# WHAT THE TASK ASKS
Repeat the lines of the data that follow, please, starting at the first and stopping after the one with "Target: man's ear".
### DATA FOR PROCESSING
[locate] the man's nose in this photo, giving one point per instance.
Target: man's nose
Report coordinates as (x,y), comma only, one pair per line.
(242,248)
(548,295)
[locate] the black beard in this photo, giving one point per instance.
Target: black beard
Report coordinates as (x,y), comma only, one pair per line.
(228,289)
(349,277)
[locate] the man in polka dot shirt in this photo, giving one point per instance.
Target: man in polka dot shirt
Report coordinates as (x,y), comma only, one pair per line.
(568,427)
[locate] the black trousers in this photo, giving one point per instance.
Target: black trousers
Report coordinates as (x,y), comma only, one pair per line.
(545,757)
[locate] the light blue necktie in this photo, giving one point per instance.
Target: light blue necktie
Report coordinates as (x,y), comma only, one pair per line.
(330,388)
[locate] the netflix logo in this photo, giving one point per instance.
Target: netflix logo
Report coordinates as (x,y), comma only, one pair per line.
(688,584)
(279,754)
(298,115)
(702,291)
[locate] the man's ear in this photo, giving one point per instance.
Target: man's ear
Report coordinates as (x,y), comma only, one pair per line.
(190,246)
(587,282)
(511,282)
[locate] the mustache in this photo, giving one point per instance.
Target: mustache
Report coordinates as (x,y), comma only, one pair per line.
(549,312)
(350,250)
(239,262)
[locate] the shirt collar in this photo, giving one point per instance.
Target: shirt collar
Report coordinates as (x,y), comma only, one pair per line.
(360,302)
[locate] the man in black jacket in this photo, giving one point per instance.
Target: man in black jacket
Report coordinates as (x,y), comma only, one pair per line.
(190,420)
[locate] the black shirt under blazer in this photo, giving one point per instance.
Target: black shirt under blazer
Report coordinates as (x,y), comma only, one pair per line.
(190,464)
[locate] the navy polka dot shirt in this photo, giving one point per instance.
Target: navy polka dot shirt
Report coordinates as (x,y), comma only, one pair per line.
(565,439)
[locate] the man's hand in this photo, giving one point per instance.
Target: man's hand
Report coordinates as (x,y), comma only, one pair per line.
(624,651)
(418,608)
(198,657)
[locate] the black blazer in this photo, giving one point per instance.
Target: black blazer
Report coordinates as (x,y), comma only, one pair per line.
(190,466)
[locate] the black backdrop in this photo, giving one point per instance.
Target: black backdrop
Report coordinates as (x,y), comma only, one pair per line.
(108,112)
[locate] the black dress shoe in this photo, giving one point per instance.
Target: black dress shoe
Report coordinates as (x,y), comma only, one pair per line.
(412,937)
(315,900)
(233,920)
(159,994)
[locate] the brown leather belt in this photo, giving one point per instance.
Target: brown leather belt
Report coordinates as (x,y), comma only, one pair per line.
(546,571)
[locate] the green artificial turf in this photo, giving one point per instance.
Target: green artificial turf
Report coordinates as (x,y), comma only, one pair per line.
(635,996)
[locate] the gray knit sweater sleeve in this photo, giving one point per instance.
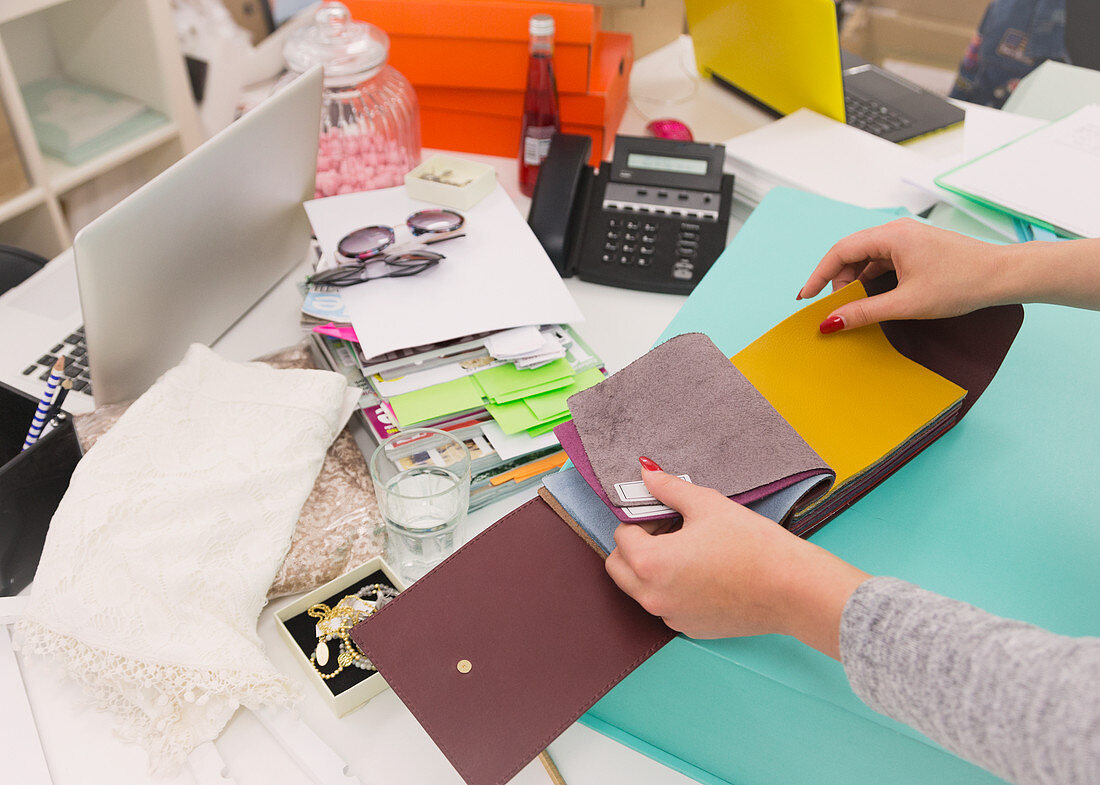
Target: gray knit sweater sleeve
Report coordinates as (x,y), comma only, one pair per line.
(1013,698)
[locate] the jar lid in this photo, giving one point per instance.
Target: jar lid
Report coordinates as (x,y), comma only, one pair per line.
(348,50)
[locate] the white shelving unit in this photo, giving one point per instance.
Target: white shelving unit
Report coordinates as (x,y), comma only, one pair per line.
(128,46)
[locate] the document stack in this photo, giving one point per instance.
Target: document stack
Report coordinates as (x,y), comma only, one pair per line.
(503,408)
(477,345)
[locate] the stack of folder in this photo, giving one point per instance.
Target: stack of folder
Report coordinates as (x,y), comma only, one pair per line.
(468,63)
(503,411)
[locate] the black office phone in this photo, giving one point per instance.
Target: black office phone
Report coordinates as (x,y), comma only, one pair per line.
(653,218)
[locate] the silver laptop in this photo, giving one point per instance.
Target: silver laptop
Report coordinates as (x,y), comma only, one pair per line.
(177,262)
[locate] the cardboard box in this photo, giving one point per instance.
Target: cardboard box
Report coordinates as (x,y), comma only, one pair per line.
(965,13)
(881,34)
(488,121)
(652,24)
(354,686)
(481,43)
(12,176)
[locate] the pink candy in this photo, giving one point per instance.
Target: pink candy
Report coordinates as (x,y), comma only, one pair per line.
(349,161)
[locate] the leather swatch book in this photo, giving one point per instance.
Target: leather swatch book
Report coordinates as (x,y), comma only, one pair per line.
(783,410)
(502,647)
(867,409)
(688,408)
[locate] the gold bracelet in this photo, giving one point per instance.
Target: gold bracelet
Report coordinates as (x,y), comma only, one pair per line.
(336,623)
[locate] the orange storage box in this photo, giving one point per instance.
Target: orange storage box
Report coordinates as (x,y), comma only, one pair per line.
(488,121)
(481,44)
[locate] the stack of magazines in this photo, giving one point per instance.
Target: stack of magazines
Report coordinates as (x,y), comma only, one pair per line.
(499,407)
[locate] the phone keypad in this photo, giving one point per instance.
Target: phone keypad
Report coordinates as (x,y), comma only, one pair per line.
(634,243)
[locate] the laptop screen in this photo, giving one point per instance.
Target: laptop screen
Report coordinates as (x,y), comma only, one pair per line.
(783,54)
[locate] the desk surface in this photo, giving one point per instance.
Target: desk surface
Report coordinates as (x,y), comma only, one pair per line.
(382,741)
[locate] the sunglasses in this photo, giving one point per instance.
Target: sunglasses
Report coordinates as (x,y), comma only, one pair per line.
(371,253)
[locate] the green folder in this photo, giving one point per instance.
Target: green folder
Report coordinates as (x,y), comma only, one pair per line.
(506,383)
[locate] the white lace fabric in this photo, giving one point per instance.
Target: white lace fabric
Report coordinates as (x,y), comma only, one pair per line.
(160,556)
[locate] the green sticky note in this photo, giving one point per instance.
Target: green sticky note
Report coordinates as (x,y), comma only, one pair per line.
(553,405)
(438,400)
(513,417)
(539,430)
(506,383)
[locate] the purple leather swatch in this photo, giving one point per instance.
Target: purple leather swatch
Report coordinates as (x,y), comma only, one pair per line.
(686,407)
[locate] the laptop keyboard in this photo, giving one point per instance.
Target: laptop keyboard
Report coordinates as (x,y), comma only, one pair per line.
(872,117)
(75,350)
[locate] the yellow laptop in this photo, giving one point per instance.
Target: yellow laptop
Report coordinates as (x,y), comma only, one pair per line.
(785,55)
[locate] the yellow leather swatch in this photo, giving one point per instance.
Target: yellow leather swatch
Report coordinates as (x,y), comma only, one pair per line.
(851,396)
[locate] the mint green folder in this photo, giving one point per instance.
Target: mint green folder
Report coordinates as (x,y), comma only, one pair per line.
######
# TASK OUTPUT
[locate] the man's nose in this photo, giving one point per instance.
Target: man's nose
Report coordinates as (x,y), comma only, one pair per line.
(242,248)
(548,295)
[locate] the black beard in this photo, giving one point per instance.
Target: black beard
Report coordinates as (x,y), comma only, one pair per line.
(228,289)
(349,277)
[locate] the man in polka dot shirt in this photo, giving one point per instance.
Target: man in polka dot shirt
Report coordinates as (x,y), comma only, one pair per line.
(568,427)
[locate] the black trousers in this photo, giving one point per instance.
Target: black trousers
Report coordinates as (x,y), comma only, one pair per line.
(545,757)
[locate] the light blue necktie in this photo, giving one point per instance.
Target: light blue necktie
Report coordinates as (x,y), comma only, one pair per line.
(330,388)
[locate] the netflix logo in this photo, giving one point per instance.
Target: netflix logo
Report coordinates as (x,y), comma only, one pair per line.
(688,584)
(279,754)
(298,115)
(702,291)
[locate] the man's ear in this photo, giving one point per instance.
Target: man's ear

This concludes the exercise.